STATED PROBLEM: Please copy every one of the records below word for word, keeping each line and character unchanged.

— Begin PROVIDED RECORDS —

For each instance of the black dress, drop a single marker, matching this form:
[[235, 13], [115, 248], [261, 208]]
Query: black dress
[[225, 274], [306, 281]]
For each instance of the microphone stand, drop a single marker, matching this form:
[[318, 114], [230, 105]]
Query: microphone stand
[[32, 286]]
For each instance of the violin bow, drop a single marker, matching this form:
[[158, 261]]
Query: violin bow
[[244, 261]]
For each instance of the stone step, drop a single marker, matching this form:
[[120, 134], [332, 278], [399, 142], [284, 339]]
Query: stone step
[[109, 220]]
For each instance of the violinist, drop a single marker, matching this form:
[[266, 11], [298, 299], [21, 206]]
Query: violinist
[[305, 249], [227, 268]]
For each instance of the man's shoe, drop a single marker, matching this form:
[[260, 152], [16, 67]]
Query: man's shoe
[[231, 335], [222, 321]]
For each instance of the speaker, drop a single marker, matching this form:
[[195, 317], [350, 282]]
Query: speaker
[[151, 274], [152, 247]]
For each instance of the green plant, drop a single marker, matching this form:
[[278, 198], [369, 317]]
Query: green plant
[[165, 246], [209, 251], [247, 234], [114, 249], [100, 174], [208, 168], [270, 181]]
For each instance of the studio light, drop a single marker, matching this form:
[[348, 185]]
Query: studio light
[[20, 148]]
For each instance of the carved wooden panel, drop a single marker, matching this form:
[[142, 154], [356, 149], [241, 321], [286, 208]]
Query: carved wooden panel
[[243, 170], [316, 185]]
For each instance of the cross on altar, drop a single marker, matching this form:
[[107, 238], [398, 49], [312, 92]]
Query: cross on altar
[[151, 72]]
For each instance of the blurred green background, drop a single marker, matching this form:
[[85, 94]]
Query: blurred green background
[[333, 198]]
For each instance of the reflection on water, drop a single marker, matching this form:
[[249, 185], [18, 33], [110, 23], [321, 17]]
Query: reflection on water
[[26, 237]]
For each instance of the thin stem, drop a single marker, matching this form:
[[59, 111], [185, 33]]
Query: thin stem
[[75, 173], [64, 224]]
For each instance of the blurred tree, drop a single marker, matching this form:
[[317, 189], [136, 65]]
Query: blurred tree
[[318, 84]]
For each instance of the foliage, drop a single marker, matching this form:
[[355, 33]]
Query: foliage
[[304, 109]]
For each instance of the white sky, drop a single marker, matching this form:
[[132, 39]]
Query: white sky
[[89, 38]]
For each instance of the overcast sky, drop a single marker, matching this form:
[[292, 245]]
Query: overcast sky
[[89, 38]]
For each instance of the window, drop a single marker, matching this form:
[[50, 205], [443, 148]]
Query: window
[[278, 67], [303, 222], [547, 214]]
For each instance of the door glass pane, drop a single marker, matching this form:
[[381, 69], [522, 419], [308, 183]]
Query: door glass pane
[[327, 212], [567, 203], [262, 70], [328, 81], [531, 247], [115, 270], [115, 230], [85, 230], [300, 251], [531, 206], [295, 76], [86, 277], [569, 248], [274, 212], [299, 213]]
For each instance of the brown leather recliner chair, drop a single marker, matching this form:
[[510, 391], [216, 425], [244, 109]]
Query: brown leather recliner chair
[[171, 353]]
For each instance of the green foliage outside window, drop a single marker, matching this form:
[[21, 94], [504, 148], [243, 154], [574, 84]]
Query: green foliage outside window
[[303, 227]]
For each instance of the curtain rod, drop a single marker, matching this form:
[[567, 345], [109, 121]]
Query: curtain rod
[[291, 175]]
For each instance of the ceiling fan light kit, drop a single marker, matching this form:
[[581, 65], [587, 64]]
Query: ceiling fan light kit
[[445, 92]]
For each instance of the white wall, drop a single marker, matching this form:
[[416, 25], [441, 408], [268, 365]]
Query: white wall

— End PROVIDED RECORDS —

TASK RESPONSE:
For each instance of the black dress, drop a single marker, matching this form:
[[235, 13], [115, 248], [261, 208]]
Query: black dress
[[225, 274], [306, 281]]
For each instance of the microphone stand, drop a single marker, matching this form:
[[318, 114], [230, 105]]
Query: microphone stand
[[32, 286]]
For each instance of the violin bow, drop a single marker, matching this form:
[[158, 261]]
Query: violin bow
[[244, 261]]
For each instance of the stone step, drop a single marker, matching this form:
[[120, 134], [332, 278], [399, 142], [284, 339]]
Query: stone step
[[109, 220]]
For each instance of the violinist, drop a single marker, matching this form:
[[266, 11], [298, 299], [21, 206]]
Query: violinist
[[305, 249], [227, 268]]
For each instance of the man's shoe, drop a single marker, matching this form:
[[260, 152], [16, 67]]
Query: man's shoe
[[231, 335], [222, 321]]
For each instance of the speaker, drop a single marker, matching this form:
[[195, 317], [350, 282]]
Query: speaker
[[151, 274], [152, 247]]
For each instance of the green plant, drop a single marker, matching this form:
[[278, 198], [369, 317]]
Query: green plant
[[165, 246], [209, 251], [247, 234], [114, 249], [100, 174], [208, 168], [270, 181]]
For each instance of the studio light, drop a single marker, matching this form:
[[348, 185]]
Query: studio light
[[20, 148]]
For each instance of the carved wooden panel, drop a single marker, matching this form:
[[142, 154], [356, 149], [241, 321], [286, 208]]
Query: carved wooden panel
[[243, 170], [316, 185]]
For each instance of the cross on altar, drop a single marker, matching this form:
[[107, 238], [398, 49], [312, 92]]
Query: cross on altar
[[151, 72]]
For each instance of the blurred green background, drop a single marker, matching this form:
[[85, 94]]
Query: blurred green background
[[333, 198]]
For each instance of the reflection on water, drop a single marker, matching this form:
[[249, 185], [18, 33], [110, 23], [321, 17]]
Query: reflection on water
[[26, 237]]
For each instance of the thin stem, drop a single marker, matching this form:
[[59, 111], [185, 33]]
Query: thin stem
[[75, 173], [64, 224]]
For each instance of the blurred tree, drop a single marker, matching this form:
[[317, 189], [136, 65]]
Query: blurred tree
[[318, 84]]
For each instance of the foliage, drop a single marker, matching this form:
[[355, 33]]
Query: foliage
[[304, 109]]
For each instance of the white sky, drop a single marker, matching this form:
[[132, 39]]
Query: white sky
[[89, 38]]
For each instance of the overcast sky, drop a single marker, matching this form:
[[292, 245]]
Query: overcast sky
[[89, 38]]
For each instance of the window, drop a single marker, matching this form:
[[50, 205], [443, 148]]
Query: window
[[278, 67], [303, 222], [547, 214]]
For each instance of the door glass pane, drop a single marker, matching this form:
[[381, 69], [522, 419], [308, 183]]
Query: door glass pane
[[327, 212], [567, 203], [262, 70], [328, 81], [531, 247], [115, 270], [115, 230], [85, 230], [300, 251], [531, 206], [295, 76], [86, 277], [569, 248], [274, 212], [299, 213]]
For each instance of the brown leather recliner chair, drop a single marker, matching this form:
[[510, 391], [216, 425], [244, 109]]
Query: brown leather recliner chair
[[171, 353]]
For each instance of the green foliage outside window, drop a single marker, matching this form:
[[21, 94], [504, 148], [243, 154], [574, 84]]
Query: green foliage outside window
[[303, 227]]
For each instance of the curtain rod, drop a single marker, matching this form:
[[567, 345], [109, 121]]
Query: curtain rod
[[291, 175]]
For each instance of the ceiling fan light kit, drop a single marker, matching this form:
[[581, 65], [587, 64]]
Query: ceiling fan light kit
[[445, 92]]
For each instance of the white wall, drop a single marker, matching this form:
[[416, 25], [441, 408], [268, 365]]
Query: white wall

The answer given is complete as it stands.